▶ _Written instruction_
Quote precisely the final stretch of the listing: start at the line containing "Please indicate the hand" and stop after the last line.

▶ _Material for this task_

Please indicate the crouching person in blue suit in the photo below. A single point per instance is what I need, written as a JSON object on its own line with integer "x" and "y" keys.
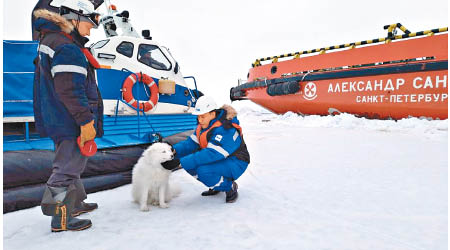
{"x": 215, "y": 153}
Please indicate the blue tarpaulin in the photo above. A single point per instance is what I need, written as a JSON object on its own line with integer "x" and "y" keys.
{"x": 18, "y": 73}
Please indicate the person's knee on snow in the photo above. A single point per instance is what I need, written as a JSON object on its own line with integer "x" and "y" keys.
{"x": 217, "y": 143}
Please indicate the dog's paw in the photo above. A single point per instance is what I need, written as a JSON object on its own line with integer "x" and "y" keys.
{"x": 145, "y": 208}
{"x": 165, "y": 205}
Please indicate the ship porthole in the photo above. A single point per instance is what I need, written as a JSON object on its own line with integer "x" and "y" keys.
{"x": 273, "y": 70}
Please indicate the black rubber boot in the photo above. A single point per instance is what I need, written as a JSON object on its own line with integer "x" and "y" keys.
{"x": 83, "y": 207}
{"x": 210, "y": 192}
{"x": 231, "y": 196}
{"x": 58, "y": 202}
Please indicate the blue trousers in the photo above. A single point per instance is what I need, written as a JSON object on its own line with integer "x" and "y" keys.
{"x": 219, "y": 175}
{"x": 67, "y": 167}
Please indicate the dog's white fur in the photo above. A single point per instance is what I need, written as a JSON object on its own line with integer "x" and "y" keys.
{"x": 150, "y": 181}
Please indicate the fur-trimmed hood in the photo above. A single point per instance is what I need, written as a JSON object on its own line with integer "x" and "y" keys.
{"x": 231, "y": 112}
{"x": 55, "y": 18}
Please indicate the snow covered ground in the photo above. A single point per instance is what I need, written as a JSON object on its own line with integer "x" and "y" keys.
{"x": 313, "y": 183}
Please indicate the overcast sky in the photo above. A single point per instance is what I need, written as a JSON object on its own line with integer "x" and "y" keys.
{"x": 216, "y": 41}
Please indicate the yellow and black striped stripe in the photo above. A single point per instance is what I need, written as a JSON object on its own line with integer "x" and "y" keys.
{"x": 390, "y": 37}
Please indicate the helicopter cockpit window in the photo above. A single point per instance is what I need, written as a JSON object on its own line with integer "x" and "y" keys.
{"x": 152, "y": 56}
{"x": 125, "y": 48}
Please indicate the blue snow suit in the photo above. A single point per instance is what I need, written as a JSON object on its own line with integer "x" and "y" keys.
{"x": 65, "y": 94}
{"x": 223, "y": 160}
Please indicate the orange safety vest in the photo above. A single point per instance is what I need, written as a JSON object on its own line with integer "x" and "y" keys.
{"x": 202, "y": 137}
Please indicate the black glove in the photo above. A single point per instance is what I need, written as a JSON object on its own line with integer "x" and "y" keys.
{"x": 170, "y": 165}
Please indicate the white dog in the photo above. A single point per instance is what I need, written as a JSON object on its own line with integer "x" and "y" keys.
{"x": 150, "y": 181}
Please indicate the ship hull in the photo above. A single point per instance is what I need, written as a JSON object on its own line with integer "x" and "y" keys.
{"x": 387, "y": 81}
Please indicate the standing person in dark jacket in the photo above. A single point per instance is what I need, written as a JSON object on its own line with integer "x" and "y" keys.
{"x": 216, "y": 153}
{"x": 67, "y": 104}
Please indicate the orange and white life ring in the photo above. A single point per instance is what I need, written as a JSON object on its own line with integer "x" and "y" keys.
{"x": 127, "y": 91}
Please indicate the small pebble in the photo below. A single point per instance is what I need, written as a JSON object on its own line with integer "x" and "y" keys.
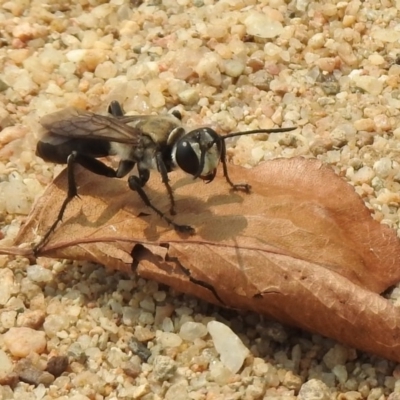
{"x": 31, "y": 374}
{"x": 231, "y": 349}
{"x": 314, "y": 389}
{"x": 57, "y": 365}
{"x": 22, "y": 341}
{"x": 6, "y": 364}
{"x": 259, "y": 24}
{"x": 368, "y": 83}
{"x": 192, "y": 330}
{"x": 37, "y": 273}
{"x": 7, "y": 285}
{"x": 164, "y": 368}
{"x": 31, "y": 319}
{"x": 169, "y": 339}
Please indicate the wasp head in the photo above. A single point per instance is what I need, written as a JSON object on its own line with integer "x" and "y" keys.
{"x": 198, "y": 153}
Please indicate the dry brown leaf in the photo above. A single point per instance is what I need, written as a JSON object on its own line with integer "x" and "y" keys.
{"x": 302, "y": 247}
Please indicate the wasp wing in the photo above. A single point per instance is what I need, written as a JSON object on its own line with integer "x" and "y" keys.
{"x": 76, "y": 123}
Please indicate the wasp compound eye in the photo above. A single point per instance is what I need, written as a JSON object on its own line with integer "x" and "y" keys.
{"x": 186, "y": 157}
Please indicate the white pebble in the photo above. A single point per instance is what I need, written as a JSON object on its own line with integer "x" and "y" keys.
{"x": 54, "y": 324}
{"x": 169, "y": 339}
{"x": 363, "y": 175}
{"x": 386, "y": 35}
{"x": 6, "y": 365}
{"x": 314, "y": 389}
{"x": 228, "y": 345}
{"x": 23, "y": 341}
{"x": 37, "y": 273}
{"x": 259, "y": 24}
{"x": 368, "y": 83}
{"x": 6, "y": 285}
{"x": 157, "y": 99}
{"x": 234, "y": 68}
{"x": 220, "y": 373}
{"x": 76, "y": 55}
{"x": 383, "y": 167}
{"x": 192, "y": 330}
{"x": 106, "y": 70}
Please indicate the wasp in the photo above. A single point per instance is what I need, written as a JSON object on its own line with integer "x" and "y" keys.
{"x": 73, "y": 136}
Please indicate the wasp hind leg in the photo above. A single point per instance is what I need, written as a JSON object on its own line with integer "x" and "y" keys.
{"x": 136, "y": 184}
{"x": 91, "y": 164}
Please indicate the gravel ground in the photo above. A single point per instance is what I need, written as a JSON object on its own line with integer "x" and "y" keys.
{"x": 82, "y": 332}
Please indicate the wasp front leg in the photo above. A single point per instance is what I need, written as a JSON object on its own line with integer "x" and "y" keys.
{"x": 136, "y": 184}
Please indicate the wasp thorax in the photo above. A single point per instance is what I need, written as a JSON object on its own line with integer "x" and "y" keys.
{"x": 198, "y": 153}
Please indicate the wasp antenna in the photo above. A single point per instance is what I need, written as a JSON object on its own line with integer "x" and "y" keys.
{"x": 275, "y": 130}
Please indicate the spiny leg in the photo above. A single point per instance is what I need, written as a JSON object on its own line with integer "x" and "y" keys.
{"x": 87, "y": 162}
{"x": 235, "y": 186}
{"x": 135, "y": 184}
{"x": 165, "y": 180}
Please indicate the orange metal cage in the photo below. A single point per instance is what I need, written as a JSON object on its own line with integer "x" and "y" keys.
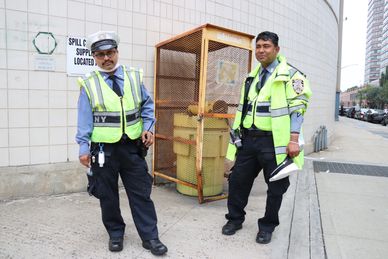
{"x": 198, "y": 78}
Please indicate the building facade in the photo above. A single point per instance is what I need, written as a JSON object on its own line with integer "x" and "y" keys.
{"x": 38, "y": 95}
{"x": 376, "y": 51}
{"x": 384, "y": 41}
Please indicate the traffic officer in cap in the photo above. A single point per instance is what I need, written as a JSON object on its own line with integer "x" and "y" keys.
{"x": 115, "y": 125}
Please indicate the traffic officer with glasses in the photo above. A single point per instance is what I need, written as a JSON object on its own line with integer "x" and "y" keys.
{"x": 115, "y": 125}
{"x": 273, "y": 99}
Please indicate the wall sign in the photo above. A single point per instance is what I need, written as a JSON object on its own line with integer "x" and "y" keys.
{"x": 79, "y": 58}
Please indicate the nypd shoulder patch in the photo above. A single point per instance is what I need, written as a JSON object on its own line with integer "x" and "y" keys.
{"x": 298, "y": 85}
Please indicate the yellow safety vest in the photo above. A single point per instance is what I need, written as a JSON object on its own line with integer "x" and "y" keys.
{"x": 114, "y": 115}
{"x": 286, "y": 91}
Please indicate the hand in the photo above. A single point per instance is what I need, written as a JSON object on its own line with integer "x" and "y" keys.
{"x": 293, "y": 149}
{"x": 85, "y": 160}
{"x": 147, "y": 138}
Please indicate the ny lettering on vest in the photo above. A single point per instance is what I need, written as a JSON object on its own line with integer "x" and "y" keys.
{"x": 98, "y": 119}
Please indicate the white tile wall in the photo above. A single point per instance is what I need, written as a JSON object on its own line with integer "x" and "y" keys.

▶ _Reply_
Please indicate the hand in the photo above. A single point per instance is what I need, written as a JSON object on its own line with integer "x" and "y" keys.
{"x": 293, "y": 149}
{"x": 85, "y": 160}
{"x": 147, "y": 138}
Please indicate the ny lettering on vest in the photo above. A single point per instance is what I need, written as a JSON object on its own line with integer "x" and "y" keys.
{"x": 98, "y": 119}
Please indicate the white tile wall in the photo above. A single point per instance is what I need, written as a JSON object on its own line with integer "x" and "y" keys.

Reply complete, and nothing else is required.